Requirement:
With pictures excluded, give again exactly the lines running from the one holding "Each instance receives exactly one keypoint. Tag the dark" through the end of the listing below.

********************

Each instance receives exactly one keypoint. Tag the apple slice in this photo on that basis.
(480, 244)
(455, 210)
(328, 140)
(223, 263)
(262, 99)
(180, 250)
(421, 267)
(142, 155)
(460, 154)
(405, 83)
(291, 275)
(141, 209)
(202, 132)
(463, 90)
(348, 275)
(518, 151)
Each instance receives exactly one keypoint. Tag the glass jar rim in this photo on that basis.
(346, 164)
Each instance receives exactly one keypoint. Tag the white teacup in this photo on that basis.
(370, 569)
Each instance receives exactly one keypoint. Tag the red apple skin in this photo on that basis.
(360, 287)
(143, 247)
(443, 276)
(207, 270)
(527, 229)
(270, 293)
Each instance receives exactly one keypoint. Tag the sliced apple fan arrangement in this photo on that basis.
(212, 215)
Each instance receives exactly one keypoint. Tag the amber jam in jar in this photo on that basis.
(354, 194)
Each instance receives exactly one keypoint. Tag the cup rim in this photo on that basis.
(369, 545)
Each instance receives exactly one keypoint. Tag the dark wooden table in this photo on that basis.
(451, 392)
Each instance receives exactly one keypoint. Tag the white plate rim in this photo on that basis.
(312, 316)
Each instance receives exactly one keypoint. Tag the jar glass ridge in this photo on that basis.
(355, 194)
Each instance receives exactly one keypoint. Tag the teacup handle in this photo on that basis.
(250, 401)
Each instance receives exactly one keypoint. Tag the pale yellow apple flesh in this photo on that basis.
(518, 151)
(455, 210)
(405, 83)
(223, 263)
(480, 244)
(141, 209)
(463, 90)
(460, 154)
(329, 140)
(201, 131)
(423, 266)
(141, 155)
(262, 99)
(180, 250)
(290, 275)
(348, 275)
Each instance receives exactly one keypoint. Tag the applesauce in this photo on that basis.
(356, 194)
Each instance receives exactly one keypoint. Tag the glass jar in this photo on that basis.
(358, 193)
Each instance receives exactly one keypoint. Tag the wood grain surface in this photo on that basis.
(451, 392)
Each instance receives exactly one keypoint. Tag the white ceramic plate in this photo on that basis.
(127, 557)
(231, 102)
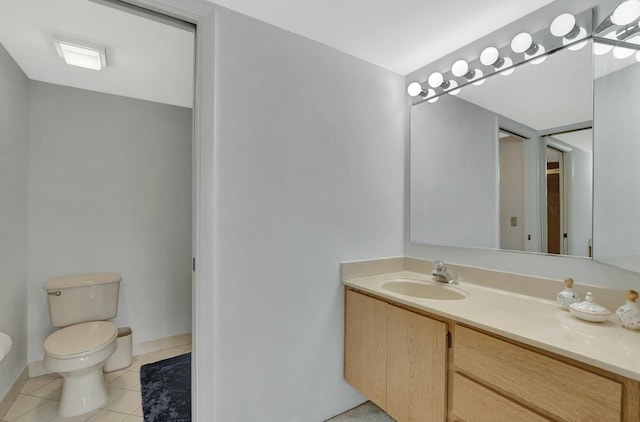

********************

Answer to the exercise:
Each instance receives exactly one keypoint. Tag the dark wooden table in this photo on that basis.
(451, 392)
Each instance receives exactly one keypoint. Tag the white plate rim in this photo on that basis.
(312, 316)
Each instance receives exactly one keypoint. Tag the jar glass ridge in this photo on that basis.
(355, 194)
Each instance receives exactly one keypoint. Tag the teacup handle in this photo on that basis.
(250, 401)
Each instance receives exactly one keypoint. Tag the pale yellow apple flesh in this photo on that basis.
(518, 151)
(455, 210)
(405, 83)
(223, 263)
(480, 244)
(141, 209)
(463, 90)
(460, 154)
(329, 140)
(201, 131)
(423, 266)
(141, 155)
(262, 99)
(180, 250)
(290, 275)
(348, 275)
Each instance receives exactly one keypoint. Tag the applesauce in this photo on that basis.
(356, 194)
Each instance receives exactly one keypoint. Tag the glass jar in this photo on that basis.
(358, 193)
Each instance receives exactly one keypoint. Tag the wood grain surface in this photo on that basis.
(451, 392)
Each instance receives exactly one keypoint. Tag the white ceramic plate in this photo on that basis.
(127, 557)
(231, 102)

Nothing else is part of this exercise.